# Passage shown:

Limitations of InBody and DEXA Machines for Body Measurements
In the pursuit of fitness and body composition goals, many individuals turn to advanced technologies such as InBody and DEXA machines for precise body measurements. These tools offer insights into muscle mass, body fat percentage, and bone density, among other metrics. While they can provide valuable data, it’s essential to understand their limitations and the factors that can influence their readings.
Variability in Body Composition Measurements:
Recent studies have highlighted the variability in body composition measurements obtained from InBody and DEXA machines. Factors such as hydration status, meal timing, and recent exercise can significantly impact the results.
A study by Moon et al. (2019) found that hydration status influenced impedance-based body composition measurements, such as those obtained from InBody machines. Participants who were dehydrated or had consumed excess fluids prior to testing showed differences in lean body mass readings.
Similarly, a study by Andreoli et al. (2016) observed variations in body composition measurements from DEXA scans based on participants’ hydration levels. Changes in total body water content can affect the accuracy of DEXA readings, particularly for lean body mass.

# Data section:
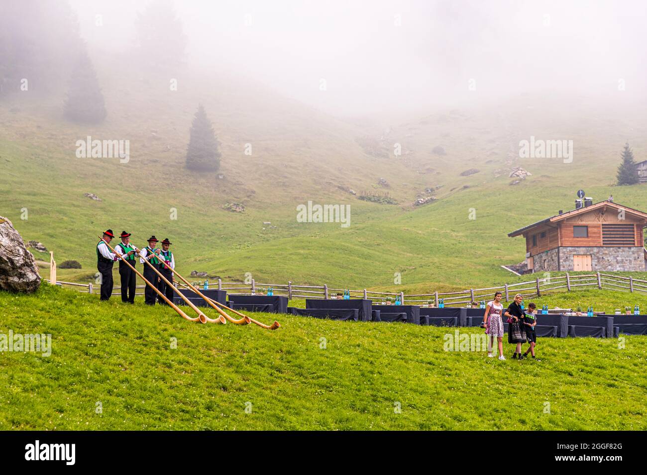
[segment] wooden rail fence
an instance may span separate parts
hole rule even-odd
[[[56,265],[56,264],[54,264]],[[51,280],[45,279],[46,282]],[[367,290],[366,289],[353,290],[329,288],[327,284],[322,286],[314,285],[295,285],[292,282],[287,284],[265,284],[259,283],[252,279],[249,282],[223,282],[218,279],[214,282],[206,282],[206,288],[217,288],[226,290],[230,295],[254,295],[265,294],[268,289],[272,288],[275,295],[285,295],[291,300],[292,299],[330,299],[336,295],[341,295],[348,291],[351,297],[370,299],[374,301],[393,301],[398,297],[403,304],[421,305],[430,304],[437,306],[440,299],[447,306],[468,304],[472,302],[479,302],[481,300],[490,300],[494,292],[500,291],[503,294],[506,301],[509,301],[517,293],[521,294],[524,298],[541,297],[544,293],[553,291],[570,291],[573,290],[587,290],[590,288],[608,289],[626,292],[642,292],[647,294],[647,280],[634,279],[632,277],[626,277],[622,275],[615,275],[601,272],[591,274],[576,274],[571,275],[568,272],[565,275],[558,277],[547,277],[518,282],[516,284],[504,284],[498,287],[486,287],[477,289],[466,289],[453,292],[438,292],[431,293],[405,294],[403,292],[382,292]],[[79,284],[71,282],[56,281],[57,284],[62,286],[72,286],[83,289],[81,291],[93,293],[94,287],[98,284]],[[194,285],[201,289],[204,288],[204,284],[195,282]],[[183,287],[185,286],[182,285]],[[138,285],[137,289],[144,289],[145,285]],[[113,291],[113,295],[120,293],[120,287],[116,286]],[[97,288],[97,290],[98,289]],[[135,295],[143,295],[143,292],[136,293]]]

# Work to complete:
Could you retype the entire passage on the limitations of InBody and DEXA machines, word for word?

# Response area:
Limitations of InBody and DEXA Machines for Body Measurements
In the pursuit of fitness and body composition goals, many individuals turn to advanced technologies such as InBody and DEXA machines for precise body measurements. These tools offer insights into muscle mass, body fat percentage, and bone density, among other metrics. While they can provide valuable data, it’s essential to understand their limitations and the factors that can influence their readings.
Variability in Body Composition Measurements:
Recent studies have highlighted the variability in body composition measurements obtained from InBody and DEXA machines. Factors such as hydration status, meal timing, and recent exercise can significantly impact the results.
A study by Moon et al. (2019) found that hydration status influenced impedance-based body composition measurements, such as those obtained from InBody machines. Participants who were dehydrated or had consumed excess fluids prior to testing showed differences in lean body mass readings.
Similarly, a study by Andreoli et al. (2016) observed variations in body composition measurements from DEXA scans based on participants’ hydration levels. Changes in total body water content can affect the accuracy of DEXA readings, particularly for lean body mass.